COMPLETE THE FOLLOWING:
a: Please copy the source data entries below line for line, leaving out the pictures.
b: Write the next part of the passage on the Werner Group's meetings, starting after its final sentence.
## start SUPPLIED PASSAGE
The annual meeting of the IMF and the World Bank in Copenhagen provided the setting for the tenth meeting of the Werner Group, which was also held in two parts, on 23 and 24 September. Priority in the debates was given to the technical report from the Committee of Governors of the Central Banks (which was very cautious as regards political initiatives) and to defining the content of the final chapters of the final report. It appears that an extra session was held on 25 September with the aim of securing a consensus on a common position. During their time in Copenhagen, the members of the group and the Finance Ministers of the Six had the opportunity to discuss on an informal basis with their American colleagues and other international experts, and to sound out their views on the plan by stages. The Werner Group agreed to meet again in Luxembourg in early October to finalise and approve the final report.24

The date chosen for the eleventh meeting was 7 October, the day before the Council of Finance Ministers was to meet. The fact that there are no minutes or other documents reporting what happened at the meeting proves that the discussions were heated, as they had been at the fourth and fifth sittings. The focus of the arguments was clearly the establishment of an exchange stabilisation fund. The rigid attitude displayed by the Germans and the Dutch was not encouraging when it came to reaching a final agreement on a common position, and there was a real possibility that the differences would not be resolved. The debates were lively and Werner, supported by Ansiaux and Clappier, managed to turn things round. He finally succeeded in securing a compromise which was accepted unanimously.25 After seven months of work, characterised by countless negotiations and reversals of situation, the final report was approved.
## end SUPPLIED PASSAGE
## start SUPPLIED INFORMATION
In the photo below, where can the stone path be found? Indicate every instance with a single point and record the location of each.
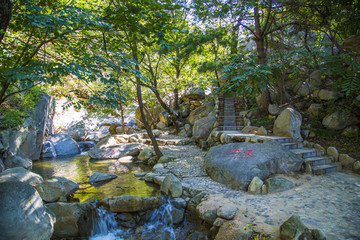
(330, 203)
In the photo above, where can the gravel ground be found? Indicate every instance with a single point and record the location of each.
(330, 203)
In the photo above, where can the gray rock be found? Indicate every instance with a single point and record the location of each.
(115, 152)
(172, 186)
(197, 236)
(23, 214)
(203, 127)
(16, 161)
(195, 93)
(351, 131)
(339, 120)
(288, 124)
(166, 159)
(292, 228)
(149, 177)
(64, 145)
(303, 89)
(54, 188)
(86, 145)
(125, 203)
(2, 166)
(165, 118)
(48, 150)
(278, 184)
(177, 215)
(227, 211)
(101, 177)
(274, 109)
(72, 219)
(255, 185)
(346, 161)
(178, 202)
(315, 109)
(326, 95)
(146, 154)
(356, 166)
(22, 175)
(236, 164)
(332, 151)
## end SUPPLIED INFORMATION
ANSWERS BY TASK:
a:
In the photo below, where can the stone path be found? Indicate every instance with a single point and record the location of each.
(330, 203)
In the photo above, where can the gravel ground be found? Indicate every instance with a single point and record the location of each.
(330, 203)
In the photo above, where can the gray rock be found? Indicate every instance with a single point and record the location of each.
(115, 152)
(172, 186)
(197, 236)
(23, 214)
(203, 127)
(16, 161)
(195, 93)
(351, 131)
(339, 120)
(288, 124)
(166, 159)
(292, 228)
(149, 177)
(64, 145)
(303, 89)
(54, 188)
(86, 145)
(125, 203)
(2, 166)
(165, 118)
(48, 150)
(278, 184)
(177, 215)
(227, 211)
(101, 177)
(274, 109)
(72, 219)
(255, 185)
(346, 161)
(178, 202)
(315, 109)
(326, 95)
(146, 154)
(356, 166)
(22, 175)
(236, 164)
(332, 151)

b:
On 8 October 1970 in Luxembourg, Pierre Werner, in his capacity as chairman of the group, officially presented the plan for the achievement by stages of economic and monetary union in the Community. The document bore the subheading ‘Werner Report’. One week later, it was submitted to the Council of Ministers and the Commission.

On 26 October 1970, the Council of Foreign Ministers met in Luxembourg to officially examine the report. Pierre Werner gave a statement, concluding with a summary of the view of EMU that the group of experts had reached in their plan by stages. ‘I am happy to note that on all these aspects we forged a unanimous collective view. Of course these joint replies do not reflect all the individual preferences of the members of the group. But we do think that having looked at the question from all sides, at long sessions where we compared a range of ideas, we have succeeded in giving shape to the wish for proceeding in parallel on the measures to be taken in the economic and financial fields. What we aspired to do was, once and for all, to break the vicious circle consisting of setting prior economic and political conditions. We have tried to draw a line midway between the view that monetary union is the crowning glory of European integration and the view that would turn it into the virtually all-powerful engine driving integration. I think the proposals are in line with the existing treaties and that they do, precisely, ensure that the objectives of the treaties will be achieved in full. Thus for stage one we can go a great deal of the way without amending the treaties. However, there must be a strong political will backing up this process all the time that it is being put into effect.’26

On 29 October the Commission submitted to the Council its own proposals inspired by the Werner Report (which was not binding) and two draft resolutions on the establishment by stages of economic and monetary union.27 It is worth noting that the Commission’s proposals were based on the interim report by the Werner Committee (approved on 29 May 1970), which had gone through the full Community vetting process. The conclusions of this interim report, which were relatively superficial or even different from those in the final report (given that the group’s work was still under way), were certainly closer to a consensus view and less politically daring than those set forth in the final version.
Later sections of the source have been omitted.